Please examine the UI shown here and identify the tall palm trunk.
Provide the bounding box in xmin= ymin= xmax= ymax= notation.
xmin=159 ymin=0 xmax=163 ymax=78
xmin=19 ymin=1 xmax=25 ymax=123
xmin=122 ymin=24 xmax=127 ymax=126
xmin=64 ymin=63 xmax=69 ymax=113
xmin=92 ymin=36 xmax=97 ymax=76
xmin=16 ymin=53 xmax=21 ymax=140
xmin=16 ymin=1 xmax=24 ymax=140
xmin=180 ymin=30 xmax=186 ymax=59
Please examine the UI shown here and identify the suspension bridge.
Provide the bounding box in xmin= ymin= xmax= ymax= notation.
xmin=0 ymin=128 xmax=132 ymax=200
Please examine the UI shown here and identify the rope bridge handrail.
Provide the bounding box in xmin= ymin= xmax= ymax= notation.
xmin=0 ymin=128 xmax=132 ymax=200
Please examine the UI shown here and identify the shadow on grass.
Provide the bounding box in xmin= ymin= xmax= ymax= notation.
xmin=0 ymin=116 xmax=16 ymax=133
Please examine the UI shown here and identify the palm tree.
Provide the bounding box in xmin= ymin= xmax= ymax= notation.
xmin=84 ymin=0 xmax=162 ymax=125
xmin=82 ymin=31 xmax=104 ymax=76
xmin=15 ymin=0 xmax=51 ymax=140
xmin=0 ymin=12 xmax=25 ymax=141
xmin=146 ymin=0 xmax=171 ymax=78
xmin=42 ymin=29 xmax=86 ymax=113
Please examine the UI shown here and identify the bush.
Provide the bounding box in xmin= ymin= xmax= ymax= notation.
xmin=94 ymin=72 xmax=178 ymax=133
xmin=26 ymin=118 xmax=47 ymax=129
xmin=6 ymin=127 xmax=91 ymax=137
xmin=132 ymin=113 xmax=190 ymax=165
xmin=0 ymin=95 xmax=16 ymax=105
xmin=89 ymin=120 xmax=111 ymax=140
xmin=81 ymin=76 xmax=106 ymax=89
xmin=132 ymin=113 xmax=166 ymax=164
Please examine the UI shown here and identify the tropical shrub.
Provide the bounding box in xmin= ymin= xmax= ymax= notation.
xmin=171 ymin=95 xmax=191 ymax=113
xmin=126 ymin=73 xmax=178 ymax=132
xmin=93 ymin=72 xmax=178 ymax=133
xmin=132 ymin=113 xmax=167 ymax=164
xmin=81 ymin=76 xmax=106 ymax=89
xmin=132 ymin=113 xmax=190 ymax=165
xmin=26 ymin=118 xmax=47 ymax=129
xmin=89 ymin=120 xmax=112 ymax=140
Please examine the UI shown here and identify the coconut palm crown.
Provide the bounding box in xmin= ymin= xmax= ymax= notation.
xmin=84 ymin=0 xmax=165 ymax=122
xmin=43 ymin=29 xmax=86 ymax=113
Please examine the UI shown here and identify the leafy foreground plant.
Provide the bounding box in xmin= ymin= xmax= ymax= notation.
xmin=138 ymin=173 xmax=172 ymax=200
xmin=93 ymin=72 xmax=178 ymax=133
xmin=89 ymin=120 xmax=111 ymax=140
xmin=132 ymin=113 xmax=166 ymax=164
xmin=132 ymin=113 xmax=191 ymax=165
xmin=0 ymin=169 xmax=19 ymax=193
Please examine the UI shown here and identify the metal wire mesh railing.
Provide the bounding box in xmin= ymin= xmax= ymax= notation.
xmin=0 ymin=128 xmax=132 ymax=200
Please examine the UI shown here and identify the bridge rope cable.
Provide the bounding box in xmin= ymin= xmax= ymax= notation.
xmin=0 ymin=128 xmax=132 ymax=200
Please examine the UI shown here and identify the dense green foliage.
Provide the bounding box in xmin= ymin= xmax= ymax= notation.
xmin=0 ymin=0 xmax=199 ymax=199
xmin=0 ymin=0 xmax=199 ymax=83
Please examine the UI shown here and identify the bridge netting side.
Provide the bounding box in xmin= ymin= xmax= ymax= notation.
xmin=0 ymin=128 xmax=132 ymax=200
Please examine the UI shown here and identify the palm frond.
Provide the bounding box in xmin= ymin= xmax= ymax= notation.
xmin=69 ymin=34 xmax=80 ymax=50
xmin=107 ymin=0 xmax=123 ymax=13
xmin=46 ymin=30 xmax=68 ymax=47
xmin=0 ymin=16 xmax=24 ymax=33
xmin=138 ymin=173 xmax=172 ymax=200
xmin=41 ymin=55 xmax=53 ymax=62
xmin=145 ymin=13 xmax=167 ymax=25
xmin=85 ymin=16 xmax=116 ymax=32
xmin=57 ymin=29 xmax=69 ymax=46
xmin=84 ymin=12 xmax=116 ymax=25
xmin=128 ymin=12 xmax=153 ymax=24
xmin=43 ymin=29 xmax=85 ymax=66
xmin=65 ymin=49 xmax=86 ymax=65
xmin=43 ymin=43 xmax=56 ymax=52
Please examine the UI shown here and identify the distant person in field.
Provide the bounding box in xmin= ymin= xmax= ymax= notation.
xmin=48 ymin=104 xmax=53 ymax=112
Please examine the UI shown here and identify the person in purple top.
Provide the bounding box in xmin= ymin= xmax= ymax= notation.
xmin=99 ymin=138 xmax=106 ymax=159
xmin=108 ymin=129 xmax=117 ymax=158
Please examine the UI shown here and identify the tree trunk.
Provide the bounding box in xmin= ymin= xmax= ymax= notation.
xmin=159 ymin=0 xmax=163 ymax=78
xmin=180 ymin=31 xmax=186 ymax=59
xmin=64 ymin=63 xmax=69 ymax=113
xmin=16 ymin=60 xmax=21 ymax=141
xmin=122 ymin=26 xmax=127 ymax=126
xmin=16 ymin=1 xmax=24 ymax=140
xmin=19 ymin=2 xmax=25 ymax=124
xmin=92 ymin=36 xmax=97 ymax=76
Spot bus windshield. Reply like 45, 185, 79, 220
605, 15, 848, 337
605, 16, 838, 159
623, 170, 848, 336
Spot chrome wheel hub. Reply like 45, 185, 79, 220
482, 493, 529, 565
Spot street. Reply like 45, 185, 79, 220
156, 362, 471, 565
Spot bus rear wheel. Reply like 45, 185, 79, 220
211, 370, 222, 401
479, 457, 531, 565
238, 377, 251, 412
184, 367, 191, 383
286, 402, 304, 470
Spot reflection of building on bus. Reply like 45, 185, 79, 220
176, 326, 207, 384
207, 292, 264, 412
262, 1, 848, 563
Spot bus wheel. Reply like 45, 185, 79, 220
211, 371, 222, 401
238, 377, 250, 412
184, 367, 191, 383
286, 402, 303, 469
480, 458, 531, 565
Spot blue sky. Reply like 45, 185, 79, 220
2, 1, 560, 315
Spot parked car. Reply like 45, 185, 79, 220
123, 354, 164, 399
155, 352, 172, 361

===============

All that belongs in the answer is the run of lines above from the line containing "Please examine the UI shown here and identify the palm tree." through the line containing "Please examine the UI shown here and identify the leafy", exactly as written.

Please examine the UI shown here and identify the palm tree.
Provide the bounding box in xmin= ymin= xmax= ymax= notation.
xmin=84 ymin=0 xmax=162 ymax=125
xmin=82 ymin=31 xmax=104 ymax=76
xmin=15 ymin=0 xmax=51 ymax=140
xmin=0 ymin=12 xmax=25 ymax=141
xmin=146 ymin=0 xmax=171 ymax=78
xmin=42 ymin=29 xmax=86 ymax=113
Please examine the UI shown here and identify the bush.
Provide the bounding box in xmin= ymin= xmax= ymax= notation.
xmin=94 ymin=72 xmax=178 ymax=133
xmin=26 ymin=118 xmax=47 ymax=129
xmin=6 ymin=127 xmax=91 ymax=137
xmin=132 ymin=113 xmax=190 ymax=165
xmin=0 ymin=95 xmax=16 ymax=105
xmin=89 ymin=120 xmax=111 ymax=140
xmin=81 ymin=76 xmax=106 ymax=89
xmin=132 ymin=113 xmax=166 ymax=164
Please examine the UI shown here and identify the tropical shrub.
Provide the bounding box in xmin= ymin= xmax= ymax= notation.
xmin=171 ymin=95 xmax=191 ymax=113
xmin=126 ymin=73 xmax=178 ymax=132
xmin=93 ymin=72 xmax=178 ymax=133
xmin=132 ymin=113 xmax=167 ymax=164
xmin=81 ymin=76 xmax=106 ymax=89
xmin=132 ymin=113 xmax=190 ymax=165
xmin=26 ymin=118 xmax=47 ymax=129
xmin=89 ymin=120 xmax=112 ymax=140
Please examine the UI shown here and identify the coconut palm crown.
Provide the bounding box in xmin= ymin= xmax= ymax= notation.
xmin=84 ymin=0 xmax=165 ymax=122
xmin=43 ymin=29 xmax=86 ymax=113
Please examine the UI shown here and identify the leafy foreground plant.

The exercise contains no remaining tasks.